From the line that includes "Would you be able to indicate the coffee" to the last line of the records, inclusive, repeat each line exactly.

***** INPUT ROWS *****

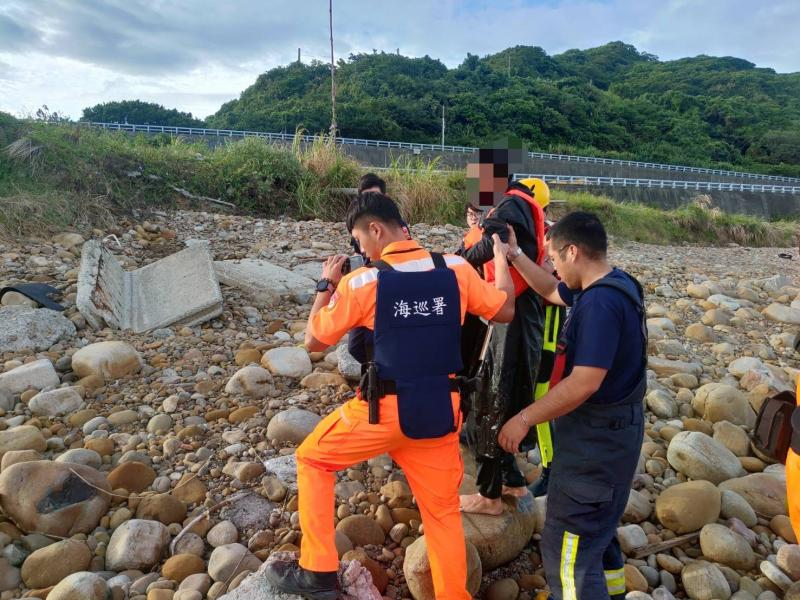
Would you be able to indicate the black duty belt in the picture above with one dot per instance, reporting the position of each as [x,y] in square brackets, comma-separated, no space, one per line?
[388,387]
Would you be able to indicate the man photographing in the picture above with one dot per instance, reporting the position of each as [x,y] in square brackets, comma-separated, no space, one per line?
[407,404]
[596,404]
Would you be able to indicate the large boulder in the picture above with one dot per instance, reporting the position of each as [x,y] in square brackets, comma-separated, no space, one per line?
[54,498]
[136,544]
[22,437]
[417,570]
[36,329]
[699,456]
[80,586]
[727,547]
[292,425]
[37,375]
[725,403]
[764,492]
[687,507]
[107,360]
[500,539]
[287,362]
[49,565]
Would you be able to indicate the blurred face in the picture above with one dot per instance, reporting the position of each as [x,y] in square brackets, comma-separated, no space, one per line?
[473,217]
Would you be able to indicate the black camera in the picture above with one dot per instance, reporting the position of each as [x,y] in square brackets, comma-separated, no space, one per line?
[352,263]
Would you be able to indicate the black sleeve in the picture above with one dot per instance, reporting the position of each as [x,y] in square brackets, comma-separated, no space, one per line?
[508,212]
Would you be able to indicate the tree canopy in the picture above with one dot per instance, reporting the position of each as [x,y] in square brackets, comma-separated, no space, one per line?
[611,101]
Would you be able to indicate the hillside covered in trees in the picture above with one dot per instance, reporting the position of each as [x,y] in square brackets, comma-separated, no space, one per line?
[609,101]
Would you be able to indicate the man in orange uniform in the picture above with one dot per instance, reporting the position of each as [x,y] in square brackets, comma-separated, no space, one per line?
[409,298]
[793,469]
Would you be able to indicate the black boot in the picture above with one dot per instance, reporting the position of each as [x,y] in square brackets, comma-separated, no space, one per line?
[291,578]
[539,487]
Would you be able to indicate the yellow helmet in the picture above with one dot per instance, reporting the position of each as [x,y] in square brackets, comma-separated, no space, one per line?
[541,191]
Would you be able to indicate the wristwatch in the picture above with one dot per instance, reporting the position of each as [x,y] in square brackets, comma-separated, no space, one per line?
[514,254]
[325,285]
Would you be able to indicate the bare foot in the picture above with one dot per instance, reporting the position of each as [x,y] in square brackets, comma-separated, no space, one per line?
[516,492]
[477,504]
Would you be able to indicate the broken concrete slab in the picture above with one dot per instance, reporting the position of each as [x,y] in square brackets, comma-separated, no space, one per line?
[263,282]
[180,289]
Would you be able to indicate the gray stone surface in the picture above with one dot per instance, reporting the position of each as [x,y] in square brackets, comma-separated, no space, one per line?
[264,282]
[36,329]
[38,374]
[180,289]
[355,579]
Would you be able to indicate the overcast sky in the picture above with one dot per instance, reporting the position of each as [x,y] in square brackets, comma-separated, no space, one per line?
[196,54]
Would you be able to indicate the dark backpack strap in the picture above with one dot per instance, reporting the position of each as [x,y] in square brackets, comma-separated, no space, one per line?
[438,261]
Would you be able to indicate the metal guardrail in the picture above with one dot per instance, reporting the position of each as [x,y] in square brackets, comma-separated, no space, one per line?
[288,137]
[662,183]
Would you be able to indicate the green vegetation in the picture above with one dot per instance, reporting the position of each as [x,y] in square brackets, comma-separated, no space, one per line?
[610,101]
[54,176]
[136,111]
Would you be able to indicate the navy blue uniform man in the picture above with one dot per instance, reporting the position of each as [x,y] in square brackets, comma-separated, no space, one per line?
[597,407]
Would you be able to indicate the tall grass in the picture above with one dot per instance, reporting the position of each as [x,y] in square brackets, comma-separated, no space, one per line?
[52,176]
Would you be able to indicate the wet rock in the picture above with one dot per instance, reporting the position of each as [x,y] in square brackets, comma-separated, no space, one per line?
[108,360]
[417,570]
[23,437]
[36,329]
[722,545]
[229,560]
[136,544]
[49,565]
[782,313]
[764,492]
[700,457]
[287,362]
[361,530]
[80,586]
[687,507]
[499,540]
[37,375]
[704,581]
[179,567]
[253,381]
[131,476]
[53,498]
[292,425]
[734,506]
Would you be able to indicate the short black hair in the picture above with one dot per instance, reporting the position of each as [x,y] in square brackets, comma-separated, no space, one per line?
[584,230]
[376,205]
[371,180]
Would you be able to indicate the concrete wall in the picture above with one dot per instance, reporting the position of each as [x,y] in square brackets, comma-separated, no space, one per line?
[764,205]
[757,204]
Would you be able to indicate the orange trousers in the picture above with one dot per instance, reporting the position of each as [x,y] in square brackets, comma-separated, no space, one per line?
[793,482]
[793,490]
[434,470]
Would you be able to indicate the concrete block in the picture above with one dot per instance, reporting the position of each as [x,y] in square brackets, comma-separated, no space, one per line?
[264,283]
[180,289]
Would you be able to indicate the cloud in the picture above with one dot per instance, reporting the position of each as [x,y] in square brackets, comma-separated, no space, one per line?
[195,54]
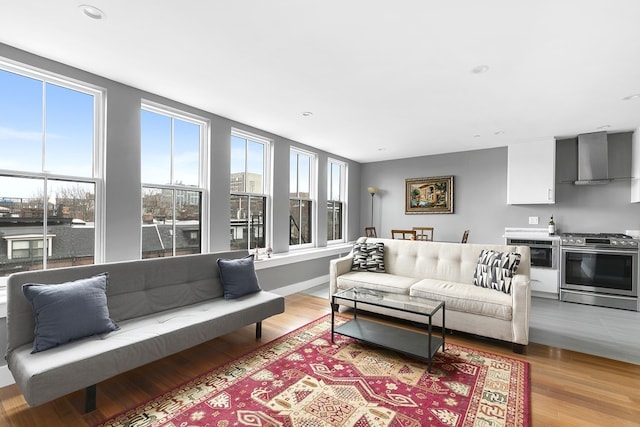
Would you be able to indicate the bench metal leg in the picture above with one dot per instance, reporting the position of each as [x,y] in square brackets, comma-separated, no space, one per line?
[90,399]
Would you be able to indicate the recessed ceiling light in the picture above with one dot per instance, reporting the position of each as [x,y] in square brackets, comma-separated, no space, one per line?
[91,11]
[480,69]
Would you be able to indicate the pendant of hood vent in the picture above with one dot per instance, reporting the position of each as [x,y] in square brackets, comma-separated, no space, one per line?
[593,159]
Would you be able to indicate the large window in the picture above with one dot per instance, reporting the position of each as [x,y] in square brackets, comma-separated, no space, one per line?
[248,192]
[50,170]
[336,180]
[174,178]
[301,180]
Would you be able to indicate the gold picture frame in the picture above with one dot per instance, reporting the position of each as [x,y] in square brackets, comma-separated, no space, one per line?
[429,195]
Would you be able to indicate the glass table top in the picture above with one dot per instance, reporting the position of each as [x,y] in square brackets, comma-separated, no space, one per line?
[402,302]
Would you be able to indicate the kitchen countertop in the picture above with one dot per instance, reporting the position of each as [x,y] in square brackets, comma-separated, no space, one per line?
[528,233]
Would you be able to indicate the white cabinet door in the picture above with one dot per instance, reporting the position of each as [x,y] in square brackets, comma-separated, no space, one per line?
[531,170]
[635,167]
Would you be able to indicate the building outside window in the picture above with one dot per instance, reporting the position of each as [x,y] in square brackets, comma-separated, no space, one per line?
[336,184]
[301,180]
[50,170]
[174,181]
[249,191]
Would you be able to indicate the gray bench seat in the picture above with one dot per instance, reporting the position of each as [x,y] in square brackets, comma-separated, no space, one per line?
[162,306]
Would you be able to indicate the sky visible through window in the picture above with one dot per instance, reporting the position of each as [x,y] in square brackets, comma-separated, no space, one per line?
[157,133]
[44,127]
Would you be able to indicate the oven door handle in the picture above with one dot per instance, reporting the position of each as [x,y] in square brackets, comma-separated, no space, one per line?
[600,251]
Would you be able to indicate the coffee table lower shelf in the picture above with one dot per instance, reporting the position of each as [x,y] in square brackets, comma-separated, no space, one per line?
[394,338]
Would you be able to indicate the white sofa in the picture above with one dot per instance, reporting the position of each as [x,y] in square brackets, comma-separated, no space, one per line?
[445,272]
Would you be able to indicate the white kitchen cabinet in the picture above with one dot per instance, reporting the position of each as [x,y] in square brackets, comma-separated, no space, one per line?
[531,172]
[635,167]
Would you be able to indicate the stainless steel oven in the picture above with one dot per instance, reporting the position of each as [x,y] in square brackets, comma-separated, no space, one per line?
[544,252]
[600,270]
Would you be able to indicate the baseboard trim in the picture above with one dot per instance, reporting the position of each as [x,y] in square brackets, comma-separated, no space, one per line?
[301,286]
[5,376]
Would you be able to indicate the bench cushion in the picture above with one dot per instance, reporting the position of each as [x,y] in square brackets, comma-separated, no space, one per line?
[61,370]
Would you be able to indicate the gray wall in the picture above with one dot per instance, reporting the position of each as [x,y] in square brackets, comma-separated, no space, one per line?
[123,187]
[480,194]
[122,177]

*****

# [SOLUTION TO THIS TASK]
Would you be able to indicate the coffee table lower shelf in the picture above with one dot per instance, reporting the position of each as [x,y] in square brackets, comma-separated, no space, one per line?
[394,338]
Would you be able to indicate the white sofa in the picture above with one dot per instance, reporting the position of each as [x,y] in square brackets, comma-separated, no space, one per line?
[445,272]
Would you be able to indicate the white kitchen cabinet in the picture above with one dot per instance, reporting the position of each as [x,y] in square brackets, comma-separated, no space, one per line?
[531,172]
[635,167]
Would you be able to indicate the stainless steel oven in the picture above with one dot per instance, reporting the position of each as [x,y] in square brackets, comma-separated, no space, one per line?
[544,252]
[600,270]
Would you be able to indicate the baseboard trim in the picture above with one dot per instance, reporting the position of each as [x,y] in square brackets, comma-separated, no space, one per line?
[301,286]
[5,376]
Would you be able to indicate the bench cushion in the picture above with one dot per instance, reporting the position of each as [x,y] in square brackets, comma-separated, no space, one per line?
[61,370]
Would you be able to indicate the gray wall in the picture above with one dot per instance, reporting the position of each as [x,y] in square brackets, comma-separated, no space, one per line?
[123,187]
[480,194]
[122,177]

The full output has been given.